Aim of the task
Continue the guide on optimizing the generator pattern, picking up right after its last sentence.

Text extract
• • • • •

Generator Pattern — Optimisation¶

A working generator is easy. A fast generator is a different problem. This file walks through realistic optimisation paths: measure first, then change one thing at a time.

1. Measure before you optimise¶

The first optimisation is to know what you are optimising. A generator's wall-clock cost has three components:

Per-item production work. Computing the next value, reading from disk, hitting the network.
Channel send/receive overhead. ~50ns per item with unbuffered, less with buffered.
Scheduling latency. Time between a goroutine becoming runnable and getting a CPU.

Profile with:

go test -bench=. -benchmem -cpuprofile=cpu.out
go tool pprof -http :8080 cpu.out

Look for runtime.chansend, runtime.chanrecv, and the producer's own functions. The percentage tells you where to spend effort.

• • • • •

Recorded information
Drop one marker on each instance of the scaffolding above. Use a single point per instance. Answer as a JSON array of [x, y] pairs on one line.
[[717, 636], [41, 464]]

• • • • •

Exercise output
A common mistake: optimising channel ops when the actual bottleneck is fetch() taking 20ms per page. The channel is irrelevant in that regime; focus on reducing fetch latency or parallelising fetches.

2. Pick the right iteration mechanism¶

For pure in-process iteration with no concurrency benefit, iter.Seq (Go 1.23+) is ~10× faster than a channel generator. Benchmark:

func BenchmarkChannelCounter(b *testing.B) {
    ctx, cancel := context.WithCancel(context.Background())
    defer cancel()
    ch := Counter(ctx)
    for i := 0; i < b.N; i++ {
        <-ch
    }
}

func BenchmarkSeqCounter(b *testing.B) {
    next, stop := iter.Pull(CounterSeq())
    defer stop()
    for i := 0; i < b.N; i++ {
        next()
    }
}

Typical results on Apple Silicon: channel ~55ns/op, iterator ~5ns/op.

The decision: if your generator's only job is to feed a synchronous loop, switch to iter.Seq. If it must run concurrently with the consumer, stay with channels.

3. Buffer the channel¶

Default unbuffered is correct in many cases. Add a buffer when: - The producer is bursty (yields many items quickly, then waits). - The consumer is occasionally slow but on average fast enough.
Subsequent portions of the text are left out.